---------- Data supplied ----------
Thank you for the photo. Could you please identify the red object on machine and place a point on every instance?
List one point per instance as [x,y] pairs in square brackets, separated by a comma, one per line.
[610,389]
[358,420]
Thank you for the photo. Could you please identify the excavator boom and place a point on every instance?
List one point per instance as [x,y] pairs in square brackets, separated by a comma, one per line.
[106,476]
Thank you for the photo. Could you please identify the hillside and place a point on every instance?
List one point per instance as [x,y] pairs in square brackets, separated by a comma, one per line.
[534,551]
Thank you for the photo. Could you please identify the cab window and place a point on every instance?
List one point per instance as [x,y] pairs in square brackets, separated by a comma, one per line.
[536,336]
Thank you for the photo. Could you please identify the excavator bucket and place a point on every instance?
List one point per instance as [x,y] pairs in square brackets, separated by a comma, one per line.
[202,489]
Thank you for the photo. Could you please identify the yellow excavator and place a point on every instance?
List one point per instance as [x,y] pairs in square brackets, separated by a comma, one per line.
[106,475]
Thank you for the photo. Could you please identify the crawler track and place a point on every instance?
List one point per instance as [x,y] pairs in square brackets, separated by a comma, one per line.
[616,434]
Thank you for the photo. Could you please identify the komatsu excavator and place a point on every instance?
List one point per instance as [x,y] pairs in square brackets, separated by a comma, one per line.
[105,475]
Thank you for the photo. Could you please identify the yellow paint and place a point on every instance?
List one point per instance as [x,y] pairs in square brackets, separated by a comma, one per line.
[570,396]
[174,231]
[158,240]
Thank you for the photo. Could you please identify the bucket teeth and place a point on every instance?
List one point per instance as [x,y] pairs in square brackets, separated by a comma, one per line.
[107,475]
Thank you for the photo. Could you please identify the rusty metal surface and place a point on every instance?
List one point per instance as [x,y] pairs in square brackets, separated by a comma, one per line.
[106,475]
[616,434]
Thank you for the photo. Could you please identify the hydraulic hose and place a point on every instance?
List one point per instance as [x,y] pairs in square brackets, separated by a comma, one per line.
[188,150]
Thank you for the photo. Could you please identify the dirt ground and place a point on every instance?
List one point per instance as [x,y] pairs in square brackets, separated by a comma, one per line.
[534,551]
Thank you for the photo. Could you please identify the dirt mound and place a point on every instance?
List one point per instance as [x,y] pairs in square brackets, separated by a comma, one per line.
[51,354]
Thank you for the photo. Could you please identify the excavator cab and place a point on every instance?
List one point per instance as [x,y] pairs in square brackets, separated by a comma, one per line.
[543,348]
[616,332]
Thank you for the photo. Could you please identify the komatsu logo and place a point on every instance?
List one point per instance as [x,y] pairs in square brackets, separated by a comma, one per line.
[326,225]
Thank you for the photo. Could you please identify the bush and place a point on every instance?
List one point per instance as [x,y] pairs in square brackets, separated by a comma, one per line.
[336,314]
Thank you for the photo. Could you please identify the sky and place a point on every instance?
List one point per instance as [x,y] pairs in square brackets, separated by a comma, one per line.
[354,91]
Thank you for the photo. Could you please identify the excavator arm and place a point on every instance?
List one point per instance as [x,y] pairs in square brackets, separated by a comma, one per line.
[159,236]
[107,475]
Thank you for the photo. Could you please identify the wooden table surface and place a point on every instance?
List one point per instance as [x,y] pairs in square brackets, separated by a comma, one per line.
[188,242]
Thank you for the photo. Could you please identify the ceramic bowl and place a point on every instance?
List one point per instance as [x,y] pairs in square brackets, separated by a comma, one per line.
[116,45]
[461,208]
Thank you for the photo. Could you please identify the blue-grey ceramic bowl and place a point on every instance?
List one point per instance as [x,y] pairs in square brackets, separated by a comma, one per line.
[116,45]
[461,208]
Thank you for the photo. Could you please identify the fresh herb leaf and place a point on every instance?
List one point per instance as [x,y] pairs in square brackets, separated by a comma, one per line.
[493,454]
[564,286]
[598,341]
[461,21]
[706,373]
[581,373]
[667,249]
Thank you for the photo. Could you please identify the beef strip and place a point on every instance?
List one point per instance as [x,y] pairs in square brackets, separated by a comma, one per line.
----------
▸ Problem to solve:
Reproduce every item above verbatim, with no changes of any kind.

▸ Expected answer:
Thank you for the photo. Could you please identify the red object on machine and place a point on every instance?
List one point per instance as [x,y] pairs in square brackets, separated by a comma, one per line.
[610,389]
[358,420]
Thank you for the photo. Could you please identify the excavator boom and place a point on every instance?
List one point per instance as [x,y] pairs in square brackets, separated by a comma, one per line.
[106,476]
Thank you for the photo. Could you please identify the hillside and place a point on every instance?
List one point per instance as [x,y] pairs in square brackets, separated by a comma, one per line.
[534,551]
Thank you for the photo. Could you please identify the cab window and place a point on every instance?
List one point per instance as [x,y] pairs in square brackets, separated by a comma, one per line.
[536,336]
Thank you for the photo. Could you please identify the excavator bucket and place a point on every instance?
List one point per instance as [x,y] pairs in square brackets, separated by a comma, one per line.
[202,489]
Thank you for the photo. Could you please identify the yellow excavator and place a point on every instance?
List one point per instance as [x,y] pairs in square brackets, separated by a comma, one per line.
[106,475]
Thank you for the photo. Could you please identify the crawler track and place a point on every instance?
List one point per instance as [x,y] pairs in square brackets, separated by a comma, one per line.
[616,434]
Thank you for the photo. Could you please identify the komatsu excavator and place a point on every instance?
List one point per instance as [x,y] pairs in square brackets, separated by a comma, one per line.
[105,475]
Thank you for the photo. Could you please identify the yellow paint and place a point on every instance?
List one point per instance as [x,y] pairs in square brackets, separated by a comma, one per line.
[570,396]
[174,231]
[158,240]
Thank you for the photo. Could you please identify the bucket teeth and place a point on every instance?
List one point per instance as [x,y] pairs in square brackets, separated by a comma, one per line.
[107,475]
Thank you for the photo. Could you please identify the rusty metal surface and place a point on every instance?
List one point per instance as [x,y] pairs in square brackets, separated by a comma, one per line.
[106,475]
[616,434]
Thank you for the photo. Could you please identify the hydraulic hose and place a point on every instance?
List one point per instance as [x,y] pairs in square brackets, separated by a comma, one per line.
[188,150]
Thank you for the photo. Could you please identify the dirt ground and place a point on every instance?
List one point per instance as [x,y] pairs in square brackets, separated by a comma, one per line.
[534,551]
Thank you for the photo. Could you please identify the dirt mound and place a point on every instance?
List one point per instance as [x,y] pairs in square brackets, separated by a comma, one per line.
[51,354]
Thank you for the photo. Could you please identify the excavator cab and place a point on every instance?
List one point per instance as [x,y] pairs in square brackets, separated by a comma, one per line.
[543,348]
[616,332]
Thank you for the photo. Could you please identify the komatsu logo and place a point on every instance?
List one point per instance as [x,y] pairs in square brackets, separated by a comma, one per line.
[326,225]
Thank you for the photo. Could you please identify the bush and place a point on every instance?
List one point per instance as [x,y] pairs in square brackets, separated by a comma, one per line.
[336,314]
Thank you for the photo. Could you please identify the sky and place a point on every instance?
List one point per instance as [x,y] pairs in square brackets, separated by a comma, one per line.
[354,91]
Thank you for the photo. Could you please identify the excavator arm and place a point on every instance?
List one point per instance as [x,y] pairs in square brackets, separated by a comma, one per line.
[159,236]
[107,475]
Thank you for the photo. Could you please identify the wooden table surface and place a point on every instance?
List one point per instance as [x,y] pairs in square brackets, separated by a comma, one per line.
[188,242]
Thank you for the photo. Could you please identify the ceramic bowl and place a point on every instance?
List one point per instance as [x,y] pairs in square brackets, separated by a comma, one per line.
[116,45]
[461,208]
Thank you for the photo. Could you please identify the blue-grey ceramic bowl and place a point on every instance?
List one point per instance as [x,y] pairs in square brackets, separated by a comma, one per line.
[116,45]
[461,208]
Thank you for the photo. Could you please identify the fresh herb leaf and place a point on every instance?
List one point per instance as [x,y] pairs in square brackets, separated by a comma, one per line.
[493,454]
[564,286]
[598,341]
[461,21]
[706,373]
[581,373]
[667,249]
Thank you for the photo. Could you please identify the beef strip and place a point on every instance?
List one point per instance as [x,y] pairs in square brackets, separated by a comma, one per line.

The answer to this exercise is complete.